* START DATASET CONTENT *

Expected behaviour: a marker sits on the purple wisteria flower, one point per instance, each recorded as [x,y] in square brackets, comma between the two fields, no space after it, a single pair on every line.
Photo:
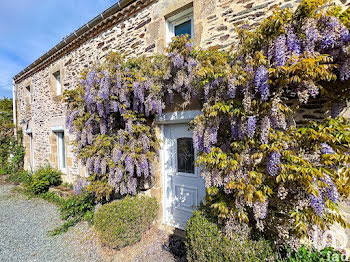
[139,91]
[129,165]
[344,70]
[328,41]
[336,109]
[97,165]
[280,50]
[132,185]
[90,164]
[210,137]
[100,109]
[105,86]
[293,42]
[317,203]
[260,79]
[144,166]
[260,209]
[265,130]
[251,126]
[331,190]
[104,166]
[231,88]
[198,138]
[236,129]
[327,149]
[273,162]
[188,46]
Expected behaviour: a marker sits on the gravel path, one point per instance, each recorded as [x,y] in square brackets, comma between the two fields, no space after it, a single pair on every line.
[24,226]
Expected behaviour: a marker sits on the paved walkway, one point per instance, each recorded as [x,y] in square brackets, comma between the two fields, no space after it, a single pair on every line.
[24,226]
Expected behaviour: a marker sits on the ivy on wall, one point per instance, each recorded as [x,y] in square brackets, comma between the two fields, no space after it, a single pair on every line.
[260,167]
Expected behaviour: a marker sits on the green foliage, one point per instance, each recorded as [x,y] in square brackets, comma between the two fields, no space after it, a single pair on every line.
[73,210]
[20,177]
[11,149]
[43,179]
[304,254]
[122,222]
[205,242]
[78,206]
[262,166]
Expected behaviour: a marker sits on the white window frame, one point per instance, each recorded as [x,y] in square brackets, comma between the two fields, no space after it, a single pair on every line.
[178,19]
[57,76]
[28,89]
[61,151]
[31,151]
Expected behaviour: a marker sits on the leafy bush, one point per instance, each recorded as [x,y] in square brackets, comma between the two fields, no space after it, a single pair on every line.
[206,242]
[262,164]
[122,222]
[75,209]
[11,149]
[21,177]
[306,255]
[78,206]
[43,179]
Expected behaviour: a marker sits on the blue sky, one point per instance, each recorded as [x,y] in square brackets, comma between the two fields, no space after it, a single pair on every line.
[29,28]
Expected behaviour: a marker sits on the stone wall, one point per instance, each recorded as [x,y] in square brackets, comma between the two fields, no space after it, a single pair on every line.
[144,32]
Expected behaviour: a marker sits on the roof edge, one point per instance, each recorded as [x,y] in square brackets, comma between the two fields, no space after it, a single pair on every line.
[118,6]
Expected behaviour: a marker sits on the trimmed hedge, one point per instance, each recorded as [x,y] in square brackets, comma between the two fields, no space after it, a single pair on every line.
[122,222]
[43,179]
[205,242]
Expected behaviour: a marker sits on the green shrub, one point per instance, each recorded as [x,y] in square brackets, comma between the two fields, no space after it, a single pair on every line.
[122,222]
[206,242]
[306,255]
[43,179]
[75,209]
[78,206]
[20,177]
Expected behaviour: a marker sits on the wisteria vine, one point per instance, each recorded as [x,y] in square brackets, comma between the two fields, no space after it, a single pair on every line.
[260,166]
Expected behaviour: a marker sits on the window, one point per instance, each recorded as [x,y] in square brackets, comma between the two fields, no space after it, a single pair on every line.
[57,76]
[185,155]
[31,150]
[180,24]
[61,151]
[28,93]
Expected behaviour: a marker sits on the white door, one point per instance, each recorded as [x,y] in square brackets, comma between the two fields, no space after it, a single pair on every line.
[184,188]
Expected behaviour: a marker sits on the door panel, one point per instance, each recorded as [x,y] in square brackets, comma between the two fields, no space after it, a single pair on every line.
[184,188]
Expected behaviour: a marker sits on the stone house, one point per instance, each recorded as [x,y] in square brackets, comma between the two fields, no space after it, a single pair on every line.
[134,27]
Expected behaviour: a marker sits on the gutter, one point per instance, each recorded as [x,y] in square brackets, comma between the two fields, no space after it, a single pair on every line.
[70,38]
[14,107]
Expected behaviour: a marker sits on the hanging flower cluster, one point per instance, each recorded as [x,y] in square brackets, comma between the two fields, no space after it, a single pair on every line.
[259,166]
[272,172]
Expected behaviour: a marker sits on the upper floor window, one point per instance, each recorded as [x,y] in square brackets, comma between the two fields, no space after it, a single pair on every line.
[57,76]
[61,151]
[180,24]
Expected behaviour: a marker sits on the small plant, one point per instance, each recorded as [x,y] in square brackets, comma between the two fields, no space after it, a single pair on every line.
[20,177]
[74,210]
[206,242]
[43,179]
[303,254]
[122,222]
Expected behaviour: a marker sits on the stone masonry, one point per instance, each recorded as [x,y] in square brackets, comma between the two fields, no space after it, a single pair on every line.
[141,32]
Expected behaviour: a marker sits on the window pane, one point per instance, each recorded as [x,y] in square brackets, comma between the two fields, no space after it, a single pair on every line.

* END DATASET CONTENT *
* START DATASET CONTENT *

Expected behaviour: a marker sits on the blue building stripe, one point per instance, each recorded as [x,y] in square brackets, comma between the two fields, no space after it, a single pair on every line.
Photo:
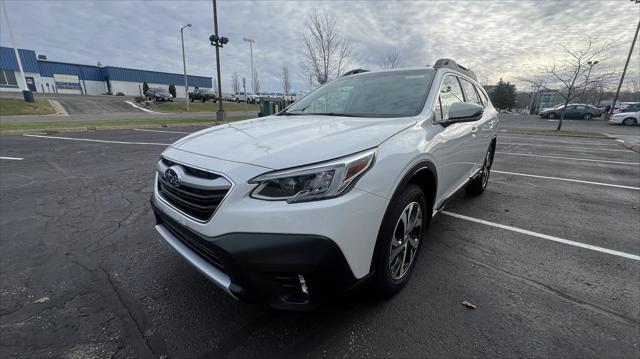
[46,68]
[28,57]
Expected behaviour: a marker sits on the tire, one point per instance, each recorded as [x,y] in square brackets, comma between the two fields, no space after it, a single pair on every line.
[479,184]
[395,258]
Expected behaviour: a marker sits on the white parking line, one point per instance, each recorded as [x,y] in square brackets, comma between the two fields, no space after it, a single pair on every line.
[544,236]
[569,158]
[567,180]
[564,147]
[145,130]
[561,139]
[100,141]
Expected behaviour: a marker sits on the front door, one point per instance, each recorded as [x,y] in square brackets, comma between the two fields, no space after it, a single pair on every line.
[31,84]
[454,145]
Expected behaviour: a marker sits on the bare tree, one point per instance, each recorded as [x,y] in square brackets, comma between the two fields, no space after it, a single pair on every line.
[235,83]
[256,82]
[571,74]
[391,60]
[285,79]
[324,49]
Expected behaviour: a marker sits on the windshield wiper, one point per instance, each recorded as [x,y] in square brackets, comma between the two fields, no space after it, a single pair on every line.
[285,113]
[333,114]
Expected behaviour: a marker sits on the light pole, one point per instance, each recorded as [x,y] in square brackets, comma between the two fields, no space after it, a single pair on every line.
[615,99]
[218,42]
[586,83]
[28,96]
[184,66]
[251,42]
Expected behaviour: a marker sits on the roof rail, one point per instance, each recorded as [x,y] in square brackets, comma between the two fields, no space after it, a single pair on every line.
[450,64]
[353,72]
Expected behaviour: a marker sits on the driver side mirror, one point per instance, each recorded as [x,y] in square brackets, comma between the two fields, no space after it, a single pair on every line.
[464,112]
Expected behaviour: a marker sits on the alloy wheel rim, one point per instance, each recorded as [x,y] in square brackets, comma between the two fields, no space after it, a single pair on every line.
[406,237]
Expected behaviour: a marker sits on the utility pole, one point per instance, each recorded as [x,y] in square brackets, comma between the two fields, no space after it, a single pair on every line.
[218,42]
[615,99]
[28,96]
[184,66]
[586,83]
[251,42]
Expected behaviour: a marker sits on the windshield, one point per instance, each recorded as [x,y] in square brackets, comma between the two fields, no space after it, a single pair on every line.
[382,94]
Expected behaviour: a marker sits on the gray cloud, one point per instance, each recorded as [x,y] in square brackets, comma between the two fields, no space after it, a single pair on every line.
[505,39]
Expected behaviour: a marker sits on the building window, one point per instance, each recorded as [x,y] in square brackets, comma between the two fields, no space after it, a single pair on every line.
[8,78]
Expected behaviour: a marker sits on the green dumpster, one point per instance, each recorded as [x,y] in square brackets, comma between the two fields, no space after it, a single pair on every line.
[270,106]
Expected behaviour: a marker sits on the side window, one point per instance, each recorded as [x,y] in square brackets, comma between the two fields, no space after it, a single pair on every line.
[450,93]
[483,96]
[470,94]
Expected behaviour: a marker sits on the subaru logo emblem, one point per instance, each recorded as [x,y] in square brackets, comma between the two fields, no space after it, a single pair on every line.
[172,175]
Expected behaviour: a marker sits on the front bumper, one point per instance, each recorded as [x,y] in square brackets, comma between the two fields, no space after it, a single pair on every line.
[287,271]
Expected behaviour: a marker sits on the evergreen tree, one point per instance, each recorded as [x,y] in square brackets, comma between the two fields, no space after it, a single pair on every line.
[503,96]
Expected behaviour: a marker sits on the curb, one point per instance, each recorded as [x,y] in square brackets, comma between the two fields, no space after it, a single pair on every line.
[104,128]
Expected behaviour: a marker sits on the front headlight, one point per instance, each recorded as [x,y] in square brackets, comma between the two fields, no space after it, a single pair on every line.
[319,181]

* END DATASET CONTENT *

WHAT YOU SHOULD DO: Please rewrite the part of the data above that opens with the line containing "Expected behaviour: a marker sits on the hanging" and closes with the line containing "Expected behaviour: a marker sits on the window pane, one", both of those lines included, as a numbered list with any blank lines left out.

ANSWER TO THE EXERCISE:
1. Expected behaviour: a marker sits on the hanging flower cluster, one point per instance, each recorded as [x,y] in square brackets, comma between the two fields, no space after it, a single pair on every line.
2. [259,166]
3. [272,172]
4. Expected behaviour: a marker sits on the upper floor window, one point per instance, each recorded as [x,y] in square brackets, comma between the two fields, no space after it, a single pair on every line.
5. [57,76]
6. [61,151]
7. [180,24]
8. Expected behaviour: a marker sits on the small plant, one point per instance, each recorded as [x,y] in square brackets, comma between the two fields, no space after it, a single pair on every line.
9. [20,177]
10. [74,210]
11. [206,242]
12. [43,179]
13. [303,254]
14. [122,222]
15. Expected behaviour: a marker sits on the stone masonry, one point per instance, each recorded as [x,y] in square brackets, comma between the two fields, no space after it, a single pair on every line.
16. [141,32]
17. Expected behaviour: a marker sits on the window pane, one point per instance, each recorded as [x,y] in square brackets, comma between the two fields, no space after it, a single pair on every line.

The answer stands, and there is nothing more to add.